> PROBLEM TO WORK ON
How many lines in the listing below contain the word "building", matching case exactly? Reply with the number alone.

> EXTRACTED MATERIAL
>>>>
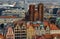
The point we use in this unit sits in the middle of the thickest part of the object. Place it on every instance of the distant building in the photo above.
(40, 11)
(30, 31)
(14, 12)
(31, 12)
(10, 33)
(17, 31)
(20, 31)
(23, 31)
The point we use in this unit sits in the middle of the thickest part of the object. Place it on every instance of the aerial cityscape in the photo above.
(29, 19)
<<<<
>>>>
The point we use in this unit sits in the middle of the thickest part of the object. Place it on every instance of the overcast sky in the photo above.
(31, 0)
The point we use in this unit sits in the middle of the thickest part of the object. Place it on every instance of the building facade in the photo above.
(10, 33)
<<<<
> RESULT FOR THIS TASK
2